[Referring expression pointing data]
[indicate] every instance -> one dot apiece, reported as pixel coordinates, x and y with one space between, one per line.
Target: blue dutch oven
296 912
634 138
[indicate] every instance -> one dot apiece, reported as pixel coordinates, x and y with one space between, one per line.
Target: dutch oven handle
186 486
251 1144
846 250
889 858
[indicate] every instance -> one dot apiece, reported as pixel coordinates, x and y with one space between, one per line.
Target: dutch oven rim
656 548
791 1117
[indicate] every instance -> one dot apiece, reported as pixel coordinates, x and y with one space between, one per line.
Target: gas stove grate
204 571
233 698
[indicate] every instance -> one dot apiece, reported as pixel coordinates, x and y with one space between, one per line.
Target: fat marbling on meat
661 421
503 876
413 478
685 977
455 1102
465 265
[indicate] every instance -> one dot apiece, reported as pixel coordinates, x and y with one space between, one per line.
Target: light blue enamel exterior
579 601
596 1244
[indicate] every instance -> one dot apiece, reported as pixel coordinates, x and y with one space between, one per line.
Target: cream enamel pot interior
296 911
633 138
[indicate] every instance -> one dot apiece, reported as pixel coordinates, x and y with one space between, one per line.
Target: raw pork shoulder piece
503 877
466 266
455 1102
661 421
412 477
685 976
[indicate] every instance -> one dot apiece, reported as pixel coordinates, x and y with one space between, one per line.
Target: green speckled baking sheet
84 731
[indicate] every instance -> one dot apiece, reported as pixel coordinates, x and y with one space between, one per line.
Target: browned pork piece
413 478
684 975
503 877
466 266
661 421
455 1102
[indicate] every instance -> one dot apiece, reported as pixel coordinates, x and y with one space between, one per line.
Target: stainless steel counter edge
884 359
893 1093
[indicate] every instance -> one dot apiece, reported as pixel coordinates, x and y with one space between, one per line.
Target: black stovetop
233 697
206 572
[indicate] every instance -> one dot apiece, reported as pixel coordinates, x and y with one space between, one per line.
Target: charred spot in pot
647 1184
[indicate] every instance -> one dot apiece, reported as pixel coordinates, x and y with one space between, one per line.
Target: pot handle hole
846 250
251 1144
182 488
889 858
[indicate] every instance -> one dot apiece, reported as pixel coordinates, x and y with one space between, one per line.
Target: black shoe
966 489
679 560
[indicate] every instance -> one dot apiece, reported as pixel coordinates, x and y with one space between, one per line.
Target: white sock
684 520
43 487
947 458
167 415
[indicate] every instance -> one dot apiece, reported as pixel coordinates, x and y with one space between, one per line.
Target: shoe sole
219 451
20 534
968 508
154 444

§ **Exercise**: Nothing in the entries above should differ when you return them in full.

§ **Answer section**:
[indicate] every instance -> one dot apiece, reported as pixel coordinates, x and y with one space between, one per line.
Target: blue dutch oven
296 912
634 138
[indicate] every instance -> one dot apiece, reported as pixel coordinates, x and y with one space between, one per line.
Target: dutch oven handle
186 486
251 1144
846 250
889 858
[indicate] every instance -> one dot apiece, reported as pixel coordinates, x and y with one space between, one per line.
Target: dutch oven rim
656 548
791 1117
[indicate] every instance -> one dot apiece, reported as pixel coordinates, x and y with one space between, one per line.
Target: gas stove grate
204 571
233 698
[indicate] every instance -> one dot apiece, reported as pixel coordinates, x and y with one space between, one per line.
Target: fat marbling on meat
661 421
503 876
413 478
685 977
455 1102
465 265
[indicate] every instance -> one dot apiece, reported as pixel coordinates, x and y with one space between, one per line.
Target: light blue enamel exterior
579 601
596 1244
[indicate] every instance -> one dot apiece, reported as pixel coordinates, x and y with one space between, one per line.
Target: cream enamel pot interior
296 911
633 138
[indicate] every instance -> one dot apiece, reported as pixel coordinates, x and y with one space between, one per line.
Target: raw pork shoulder piece
503 877
466 266
455 1102
661 421
412 477
685 976
[indicate] every instance -> one dot apiece, reported as pixel coordinates, x and y with one space between, one per line.
Target: green speckled baking sheet
84 731
[indicate] every instance -> one dot apiece, reported as pixel coordinates, x and y with one space between, one per line.
Target: browned pork piece
413 478
684 975
503 877
466 266
661 421
455 1102
[indicate] every instance -> one dot apiece, reported as pixel coordinates, x and y with one space between, one per line.
Target: stainless steel counter edge
884 359
893 1093
[indicate] every instance -> one dot apiece, reported as pixel coordinates, x and y with one space between, one per line.
Target: black stovetop
233 697
206 572
[indicate] every instance -> one dot apiece, reported as pixel coordinates, x and y with one space between, one per line.
Target: charred spot in pot
647 1184
[indicate] every instance -> one dot apiece, reported as pixel coordinates, x and y with one space between, one per line.
Target: pot handle hole
846 250
251 1144
182 488
889 858
[indicate] every instance -> one dot apiece, reported as pixel coordinates, x and y with one space between, one per line.
Target: black shoe
966 489
679 560
[indicate] every instance -> one dot apiece, reported as pixel coordinates, x and y with one space between, one per line.
Target: white sock
684 520
43 487
947 458
167 415
[indicate] every instance -> one dot apiece, reported as pixel coordinates, x and y with one space between, one per line.
Target: shoe sole
219 451
20 534
968 508
154 444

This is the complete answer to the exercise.